### [Task instructions]
Return verbatim the run of lines that opens with the line holding "point: yellow t-shirt, one" and closes with the last line of the records.

----- Source material

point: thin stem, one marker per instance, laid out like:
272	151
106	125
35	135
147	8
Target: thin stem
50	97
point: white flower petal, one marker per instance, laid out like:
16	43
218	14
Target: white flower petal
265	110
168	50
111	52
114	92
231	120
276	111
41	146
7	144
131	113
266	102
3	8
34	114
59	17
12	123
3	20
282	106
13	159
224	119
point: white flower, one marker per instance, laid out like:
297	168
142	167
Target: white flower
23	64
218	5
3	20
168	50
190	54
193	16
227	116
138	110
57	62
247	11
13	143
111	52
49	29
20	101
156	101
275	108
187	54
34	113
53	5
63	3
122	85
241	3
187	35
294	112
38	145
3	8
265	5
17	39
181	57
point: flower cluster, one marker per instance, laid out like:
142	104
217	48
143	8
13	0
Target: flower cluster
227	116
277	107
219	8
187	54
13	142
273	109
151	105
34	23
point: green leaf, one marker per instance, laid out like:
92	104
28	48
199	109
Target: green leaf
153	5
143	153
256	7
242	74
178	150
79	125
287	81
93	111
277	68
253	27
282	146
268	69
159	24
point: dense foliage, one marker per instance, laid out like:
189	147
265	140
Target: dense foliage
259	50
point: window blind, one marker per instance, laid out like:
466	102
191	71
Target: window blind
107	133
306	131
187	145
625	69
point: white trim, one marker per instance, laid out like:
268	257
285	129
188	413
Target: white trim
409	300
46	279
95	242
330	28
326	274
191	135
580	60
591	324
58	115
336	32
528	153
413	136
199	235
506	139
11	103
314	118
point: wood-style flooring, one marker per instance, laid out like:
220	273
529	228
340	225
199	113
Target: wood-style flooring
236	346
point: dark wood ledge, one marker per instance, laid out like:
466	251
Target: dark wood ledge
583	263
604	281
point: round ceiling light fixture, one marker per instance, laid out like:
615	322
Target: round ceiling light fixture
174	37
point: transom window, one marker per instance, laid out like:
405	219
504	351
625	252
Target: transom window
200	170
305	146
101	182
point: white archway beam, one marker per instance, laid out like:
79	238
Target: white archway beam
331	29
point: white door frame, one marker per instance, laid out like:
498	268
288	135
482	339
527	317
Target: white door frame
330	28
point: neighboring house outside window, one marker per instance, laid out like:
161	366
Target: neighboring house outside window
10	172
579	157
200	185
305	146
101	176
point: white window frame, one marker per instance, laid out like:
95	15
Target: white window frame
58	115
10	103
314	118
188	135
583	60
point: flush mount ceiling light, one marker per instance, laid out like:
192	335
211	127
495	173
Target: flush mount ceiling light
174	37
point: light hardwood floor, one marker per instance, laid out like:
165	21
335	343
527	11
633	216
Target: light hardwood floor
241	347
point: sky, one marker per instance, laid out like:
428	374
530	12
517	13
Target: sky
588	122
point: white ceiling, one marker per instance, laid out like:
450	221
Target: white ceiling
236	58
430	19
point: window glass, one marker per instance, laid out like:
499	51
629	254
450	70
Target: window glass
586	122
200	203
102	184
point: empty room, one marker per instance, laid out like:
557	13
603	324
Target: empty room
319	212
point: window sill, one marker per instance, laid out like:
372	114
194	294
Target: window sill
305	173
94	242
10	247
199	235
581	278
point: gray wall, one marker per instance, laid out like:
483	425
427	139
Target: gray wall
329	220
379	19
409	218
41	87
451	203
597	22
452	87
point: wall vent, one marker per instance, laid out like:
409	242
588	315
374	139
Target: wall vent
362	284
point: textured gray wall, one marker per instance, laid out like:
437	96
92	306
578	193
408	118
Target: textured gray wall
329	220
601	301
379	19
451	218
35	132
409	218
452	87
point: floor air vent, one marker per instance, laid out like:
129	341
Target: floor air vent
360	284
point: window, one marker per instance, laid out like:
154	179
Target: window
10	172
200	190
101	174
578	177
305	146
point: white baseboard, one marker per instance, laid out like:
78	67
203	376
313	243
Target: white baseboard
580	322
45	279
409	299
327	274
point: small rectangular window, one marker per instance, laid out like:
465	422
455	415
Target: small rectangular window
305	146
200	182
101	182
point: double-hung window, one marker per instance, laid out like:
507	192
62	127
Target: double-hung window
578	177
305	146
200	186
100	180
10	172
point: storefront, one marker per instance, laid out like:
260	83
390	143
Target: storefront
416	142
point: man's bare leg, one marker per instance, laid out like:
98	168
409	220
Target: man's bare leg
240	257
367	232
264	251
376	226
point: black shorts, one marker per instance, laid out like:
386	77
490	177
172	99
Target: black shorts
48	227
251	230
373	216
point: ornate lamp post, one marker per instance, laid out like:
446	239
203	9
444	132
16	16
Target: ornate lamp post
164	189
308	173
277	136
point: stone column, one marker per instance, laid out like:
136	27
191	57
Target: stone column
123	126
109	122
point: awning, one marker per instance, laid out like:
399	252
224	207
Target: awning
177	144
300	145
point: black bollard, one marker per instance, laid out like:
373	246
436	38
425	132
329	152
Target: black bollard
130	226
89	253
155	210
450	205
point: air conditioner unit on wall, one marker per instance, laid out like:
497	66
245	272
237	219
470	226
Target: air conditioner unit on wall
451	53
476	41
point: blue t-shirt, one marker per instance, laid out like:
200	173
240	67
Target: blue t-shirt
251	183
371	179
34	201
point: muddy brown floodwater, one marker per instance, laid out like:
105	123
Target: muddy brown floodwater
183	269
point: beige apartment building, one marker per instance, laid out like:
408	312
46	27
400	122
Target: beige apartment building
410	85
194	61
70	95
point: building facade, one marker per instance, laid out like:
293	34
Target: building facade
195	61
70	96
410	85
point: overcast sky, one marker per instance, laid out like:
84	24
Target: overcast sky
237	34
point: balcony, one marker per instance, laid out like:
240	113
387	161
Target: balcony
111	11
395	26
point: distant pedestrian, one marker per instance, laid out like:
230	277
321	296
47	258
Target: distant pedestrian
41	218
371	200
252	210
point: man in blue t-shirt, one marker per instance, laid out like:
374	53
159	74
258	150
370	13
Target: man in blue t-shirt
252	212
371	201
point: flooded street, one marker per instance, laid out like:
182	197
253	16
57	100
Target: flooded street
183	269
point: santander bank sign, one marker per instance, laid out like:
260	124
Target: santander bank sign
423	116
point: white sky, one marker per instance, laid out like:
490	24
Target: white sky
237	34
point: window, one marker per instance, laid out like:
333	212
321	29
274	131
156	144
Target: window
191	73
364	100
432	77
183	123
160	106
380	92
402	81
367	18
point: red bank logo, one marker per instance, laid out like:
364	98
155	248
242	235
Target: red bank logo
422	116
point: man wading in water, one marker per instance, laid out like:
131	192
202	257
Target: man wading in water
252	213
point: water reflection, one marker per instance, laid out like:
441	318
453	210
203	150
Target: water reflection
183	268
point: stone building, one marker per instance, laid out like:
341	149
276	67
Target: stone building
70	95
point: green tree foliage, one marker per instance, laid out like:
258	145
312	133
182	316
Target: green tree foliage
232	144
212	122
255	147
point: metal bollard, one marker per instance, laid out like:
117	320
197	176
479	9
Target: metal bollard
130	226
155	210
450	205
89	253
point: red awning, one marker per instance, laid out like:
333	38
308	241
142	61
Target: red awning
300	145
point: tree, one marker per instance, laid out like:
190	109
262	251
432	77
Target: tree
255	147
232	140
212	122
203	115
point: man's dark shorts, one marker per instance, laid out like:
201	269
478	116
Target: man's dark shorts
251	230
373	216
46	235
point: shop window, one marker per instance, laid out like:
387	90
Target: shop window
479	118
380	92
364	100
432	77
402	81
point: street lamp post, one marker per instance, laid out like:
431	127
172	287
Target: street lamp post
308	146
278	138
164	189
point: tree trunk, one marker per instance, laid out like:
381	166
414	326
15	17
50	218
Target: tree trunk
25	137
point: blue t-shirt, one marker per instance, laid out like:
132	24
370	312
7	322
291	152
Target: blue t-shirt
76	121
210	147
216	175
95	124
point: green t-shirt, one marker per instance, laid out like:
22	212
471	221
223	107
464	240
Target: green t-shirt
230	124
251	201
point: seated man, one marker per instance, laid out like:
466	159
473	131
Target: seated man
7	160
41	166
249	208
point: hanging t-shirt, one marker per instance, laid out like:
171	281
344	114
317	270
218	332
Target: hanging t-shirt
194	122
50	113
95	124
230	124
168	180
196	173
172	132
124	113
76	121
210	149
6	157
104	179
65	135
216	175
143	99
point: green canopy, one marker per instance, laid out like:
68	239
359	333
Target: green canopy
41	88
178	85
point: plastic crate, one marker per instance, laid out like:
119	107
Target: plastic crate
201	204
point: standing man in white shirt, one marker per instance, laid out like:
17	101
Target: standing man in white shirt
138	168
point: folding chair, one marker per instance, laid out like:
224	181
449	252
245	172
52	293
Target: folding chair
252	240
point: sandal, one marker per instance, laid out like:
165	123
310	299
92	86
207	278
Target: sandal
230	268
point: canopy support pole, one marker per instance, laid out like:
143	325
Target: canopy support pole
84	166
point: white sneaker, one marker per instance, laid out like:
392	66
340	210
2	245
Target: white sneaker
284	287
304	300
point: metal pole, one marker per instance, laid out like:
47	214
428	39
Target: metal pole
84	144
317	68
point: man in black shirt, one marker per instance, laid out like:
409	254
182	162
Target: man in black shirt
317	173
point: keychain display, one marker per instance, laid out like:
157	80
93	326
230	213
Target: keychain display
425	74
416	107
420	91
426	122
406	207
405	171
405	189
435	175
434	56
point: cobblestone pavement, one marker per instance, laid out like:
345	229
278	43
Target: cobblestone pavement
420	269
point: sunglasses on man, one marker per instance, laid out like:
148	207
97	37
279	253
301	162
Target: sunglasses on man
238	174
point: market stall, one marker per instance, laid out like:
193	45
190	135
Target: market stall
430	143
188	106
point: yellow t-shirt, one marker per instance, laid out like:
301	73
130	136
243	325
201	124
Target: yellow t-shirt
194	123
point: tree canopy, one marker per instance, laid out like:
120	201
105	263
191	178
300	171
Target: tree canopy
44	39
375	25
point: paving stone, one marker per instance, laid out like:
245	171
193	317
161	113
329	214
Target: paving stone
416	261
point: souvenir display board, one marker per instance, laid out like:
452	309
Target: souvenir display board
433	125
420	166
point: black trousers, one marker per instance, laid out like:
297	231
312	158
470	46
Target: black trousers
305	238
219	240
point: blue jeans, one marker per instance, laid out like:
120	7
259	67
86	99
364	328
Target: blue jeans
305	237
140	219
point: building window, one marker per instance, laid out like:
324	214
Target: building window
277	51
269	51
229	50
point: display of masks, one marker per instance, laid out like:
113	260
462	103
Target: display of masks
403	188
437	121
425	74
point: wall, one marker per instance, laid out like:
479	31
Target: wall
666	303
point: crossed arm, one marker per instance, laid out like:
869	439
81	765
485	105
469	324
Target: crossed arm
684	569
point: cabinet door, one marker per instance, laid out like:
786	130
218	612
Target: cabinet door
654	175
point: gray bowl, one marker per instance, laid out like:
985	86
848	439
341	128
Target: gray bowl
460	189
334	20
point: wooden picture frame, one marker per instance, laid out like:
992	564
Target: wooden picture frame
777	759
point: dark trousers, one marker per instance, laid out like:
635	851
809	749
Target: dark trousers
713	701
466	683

----------

### [Result for this exercise]
point: yellow t-shirt, one marker per instance, laid out like:
301	73
130	136
243	325
201	124
Target: yellow t-shirt
194	123
point: tree canopy, one marker per instance, laid out like:
120	201
105	263
191	178
300	171
Target: tree canopy
44	39
375	25
point: paving stone, one marker per instance, laid out like:
245	171
193	317
161	113
329	214
Target: paving stone
416	261
point: souvenir display board, one marker per instance, laid out like:
452	309
Target: souvenir display board
433	125
420	166
point: black trousers, one marker per instance, laid out like:
297	231
312	158
470	46
Target: black trousers
305	238
219	240
point: blue jeans, one marker per instance, laid out like:
120	7
259	67
86	99
364	328
Target: blue jeans
305	237
140	219
point: building window, one marker per instance, laid out like:
324	214
Target: building window
277	51
269	51
229	50
point: display of masks, one marker per instance, laid out like:
113	260
462	103
Target: display of masks
403	188
437	121
425	74
point: wall, one marker per instance, laid out like:
479	31
Target: wall
666	303
point: crossed arm, one marker per instance, laid out like:
869	439
81	765
485	105
469	324
Target: crossed arm
684	569
point: cabinet door, one marker per instance, laid out like:
786	130
218	612
Target: cabinet door
654	175
point: gray bowl, one marker per instance, laid out like:
985	86
848	439
341	128
Target: gray bowl
460	189
334	20
point: wooden picture frame, one marker per instance, laid out like:
992	564
Target: wooden picture frame
777	759
point: dark trousers, one marker per instance, laid out like:
635	851
809	749
Target: dark trousers
713	701
466	683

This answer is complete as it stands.